▶ [DATA]
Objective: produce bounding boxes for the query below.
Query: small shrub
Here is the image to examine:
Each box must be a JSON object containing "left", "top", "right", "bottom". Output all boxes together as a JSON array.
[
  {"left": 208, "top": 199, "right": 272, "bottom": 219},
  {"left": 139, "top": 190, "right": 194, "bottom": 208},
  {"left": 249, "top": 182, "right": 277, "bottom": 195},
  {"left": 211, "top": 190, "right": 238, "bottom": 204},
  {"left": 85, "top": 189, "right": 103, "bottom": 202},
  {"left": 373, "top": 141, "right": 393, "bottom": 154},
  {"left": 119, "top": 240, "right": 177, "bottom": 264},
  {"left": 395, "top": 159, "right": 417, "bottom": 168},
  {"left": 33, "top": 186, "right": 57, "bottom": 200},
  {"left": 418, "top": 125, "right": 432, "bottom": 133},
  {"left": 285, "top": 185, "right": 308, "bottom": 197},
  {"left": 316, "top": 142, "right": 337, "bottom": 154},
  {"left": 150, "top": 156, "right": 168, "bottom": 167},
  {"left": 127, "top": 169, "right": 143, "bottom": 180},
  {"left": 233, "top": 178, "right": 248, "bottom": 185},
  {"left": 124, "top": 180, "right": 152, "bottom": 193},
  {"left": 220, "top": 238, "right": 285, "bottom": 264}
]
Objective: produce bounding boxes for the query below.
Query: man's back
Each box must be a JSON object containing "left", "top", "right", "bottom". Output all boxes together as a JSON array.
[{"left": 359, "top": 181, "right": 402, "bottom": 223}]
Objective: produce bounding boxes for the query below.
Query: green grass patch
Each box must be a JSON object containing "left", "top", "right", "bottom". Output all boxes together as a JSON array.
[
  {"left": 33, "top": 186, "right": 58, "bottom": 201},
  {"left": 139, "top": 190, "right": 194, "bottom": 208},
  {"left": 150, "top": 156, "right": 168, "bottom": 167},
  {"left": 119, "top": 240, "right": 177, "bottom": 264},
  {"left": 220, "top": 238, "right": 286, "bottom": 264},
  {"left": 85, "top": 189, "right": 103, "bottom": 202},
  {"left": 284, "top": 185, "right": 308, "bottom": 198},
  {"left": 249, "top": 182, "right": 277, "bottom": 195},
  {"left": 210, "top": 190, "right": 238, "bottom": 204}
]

▶ [WORK TO BE COMPLETED] Restate each of the records exactly, leaving nothing out.

▶ [OUTPUT BELOW]
Objective: produce bounding boxes for the query below.
Query: small shrub
Here is the image to examine:
Each box must be a JSON object containing "left", "top", "right", "bottom". Output all boxes together as a JSON array.
[
  {"left": 208, "top": 199, "right": 272, "bottom": 219},
  {"left": 139, "top": 190, "right": 194, "bottom": 208},
  {"left": 249, "top": 182, "right": 277, "bottom": 195},
  {"left": 211, "top": 190, "right": 238, "bottom": 204},
  {"left": 85, "top": 189, "right": 103, "bottom": 202},
  {"left": 373, "top": 141, "right": 393, "bottom": 154},
  {"left": 119, "top": 240, "right": 177, "bottom": 264},
  {"left": 395, "top": 159, "right": 417, "bottom": 168},
  {"left": 33, "top": 186, "right": 57, "bottom": 200},
  {"left": 418, "top": 125, "right": 432, "bottom": 133},
  {"left": 285, "top": 185, "right": 308, "bottom": 197},
  {"left": 316, "top": 142, "right": 337, "bottom": 154},
  {"left": 150, "top": 156, "right": 168, "bottom": 167},
  {"left": 127, "top": 169, "right": 143, "bottom": 180},
  {"left": 233, "top": 178, "right": 248, "bottom": 185},
  {"left": 124, "top": 180, "right": 152, "bottom": 193},
  {"left": 220, "top": 238, "right": 285, "bottom": 264}
]
Objective: produce bounding boxes for the query below.
Query: man's back
Each box must be a JSON object containing "left", "top", "right", "bottom". Output all boxes together as a JSON array.
[{"left": 359, "top": 181, "right": 402, "bottom": 223}]
Objective: produce bounding boxes for the query below.
Query: green grass patch
Each box must be a JSON object containing "left", "top", "right", "bottom". Output all boxes together as a JSON array.
[
  {"left": 33, "top": 186, "right": 58, "bottom": 201},
  {"left": 139, "top": 190, "right": 194, "bottom": 208},
  {"left": 150, "top": 156, "right": 168, "bottom": 167},
  {"left": 119, "top": 240, "right": 177, "bottom": 264},
  {"left": 220, "top": 238, "right": 286, "bottom": 264},
  {"left": 85, "top": 189, "right": 103, "bottom": 202},
  {"left": 284, "top": 185, "right": 308, "bottom": 198},
  {"left": 249, "top": 182, "right": 277, "bottom": 195},
  {"left": 210, "top": 190, "right": 238, "bottom": 204}
]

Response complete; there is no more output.